Saved entries:
- - - - -

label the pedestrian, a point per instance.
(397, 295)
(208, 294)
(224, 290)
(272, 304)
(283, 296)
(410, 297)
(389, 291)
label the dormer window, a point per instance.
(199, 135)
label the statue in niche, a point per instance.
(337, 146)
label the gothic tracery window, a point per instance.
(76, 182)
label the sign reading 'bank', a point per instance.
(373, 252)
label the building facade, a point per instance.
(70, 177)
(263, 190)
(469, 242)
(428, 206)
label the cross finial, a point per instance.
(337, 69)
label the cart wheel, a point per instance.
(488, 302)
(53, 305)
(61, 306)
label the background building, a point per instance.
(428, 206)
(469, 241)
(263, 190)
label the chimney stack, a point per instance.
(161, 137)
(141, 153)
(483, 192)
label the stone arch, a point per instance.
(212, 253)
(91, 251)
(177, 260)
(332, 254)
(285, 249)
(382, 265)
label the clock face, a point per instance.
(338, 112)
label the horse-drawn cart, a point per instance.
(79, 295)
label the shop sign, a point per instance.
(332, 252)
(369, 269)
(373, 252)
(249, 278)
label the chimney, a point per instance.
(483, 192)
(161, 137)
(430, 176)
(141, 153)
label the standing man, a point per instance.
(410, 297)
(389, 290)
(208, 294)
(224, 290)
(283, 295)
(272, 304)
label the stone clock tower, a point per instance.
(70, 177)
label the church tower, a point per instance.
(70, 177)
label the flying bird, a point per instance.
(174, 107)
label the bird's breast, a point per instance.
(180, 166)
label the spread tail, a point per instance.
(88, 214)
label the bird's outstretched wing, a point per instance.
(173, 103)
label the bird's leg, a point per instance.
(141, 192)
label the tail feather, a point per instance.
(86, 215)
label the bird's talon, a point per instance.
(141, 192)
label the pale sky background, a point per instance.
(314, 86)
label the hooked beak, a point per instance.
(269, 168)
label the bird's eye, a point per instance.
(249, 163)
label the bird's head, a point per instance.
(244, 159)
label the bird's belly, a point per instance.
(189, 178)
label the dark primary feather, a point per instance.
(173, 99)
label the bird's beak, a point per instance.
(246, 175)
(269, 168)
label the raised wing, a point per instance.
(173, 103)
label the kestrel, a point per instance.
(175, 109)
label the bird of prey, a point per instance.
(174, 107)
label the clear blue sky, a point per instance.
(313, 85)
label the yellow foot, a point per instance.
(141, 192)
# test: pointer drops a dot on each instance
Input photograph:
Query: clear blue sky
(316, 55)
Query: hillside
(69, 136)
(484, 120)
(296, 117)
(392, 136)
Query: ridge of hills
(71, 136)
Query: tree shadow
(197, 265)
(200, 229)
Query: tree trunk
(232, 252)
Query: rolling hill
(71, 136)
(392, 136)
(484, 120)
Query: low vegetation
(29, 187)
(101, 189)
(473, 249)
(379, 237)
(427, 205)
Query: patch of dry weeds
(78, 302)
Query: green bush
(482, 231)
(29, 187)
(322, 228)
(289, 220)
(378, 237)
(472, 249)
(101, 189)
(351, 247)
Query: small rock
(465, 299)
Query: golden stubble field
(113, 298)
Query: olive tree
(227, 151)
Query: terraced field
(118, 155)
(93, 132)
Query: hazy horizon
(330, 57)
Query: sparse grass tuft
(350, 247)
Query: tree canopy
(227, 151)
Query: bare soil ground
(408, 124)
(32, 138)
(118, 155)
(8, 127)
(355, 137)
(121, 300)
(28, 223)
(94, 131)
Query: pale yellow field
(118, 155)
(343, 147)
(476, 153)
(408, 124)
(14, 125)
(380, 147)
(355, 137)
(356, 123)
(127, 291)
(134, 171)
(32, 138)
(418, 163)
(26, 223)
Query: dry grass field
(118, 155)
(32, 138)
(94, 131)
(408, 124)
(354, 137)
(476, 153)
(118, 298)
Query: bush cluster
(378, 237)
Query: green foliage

- - - - -

_WHAT IS NEEDED:_ The answer should consist only of the lines from the one with "Query: rolling hill" to the final line of the records above, retyped word for word.

_ANSWER TO THIS EXERCISE:_
Query: rolling hill
(71, 136)
(392, 136)
(484, 120)
Query: low vegetation
(29, 187)
(101, 189)
(473, 249)
(379, 237)
(427, 205)
Query: patch of dry weeds
(78, 302)
Query: green bush
(482, 231)
(29, 187)
(322, 228)
(289, 220)
(378, 237)
(472, 249)
(101, 189)
(351, 247)
Query: small rock
(465, 299)
Query: golden stubble field
(113, 298)
Query: olive tree
(227, 151)
Query: terraced field
(118, 155)
(93, 132)
Query: hazy horizon
(330, 57)
Query: sparse grass tuft
(350, 247)
Query: tree canopy
(227, 151)
Query: bare soil ground
(408, 124)
(32, 138)
(118, 155)
(8, 127)
(355, 137)
(121, 300)
(28, 223)
(94, 131)
Query: pale yellow field
(118, 155)
(343, 147)
(476, 153)
(408, 124)
(14, 125)
(380, 147)
(355, 137)
(356, 123)
(127, 291)
(134, 171)
(32, 138)
(418, 163)
(26, 223)
Query: dry grass field
(118, 155)
(32, 138)
(94, 131)
(408, 124)
(354, 137)
(476, 153)
(118, 298)
Query: bush cluster
(378, 237)
Query: green foliage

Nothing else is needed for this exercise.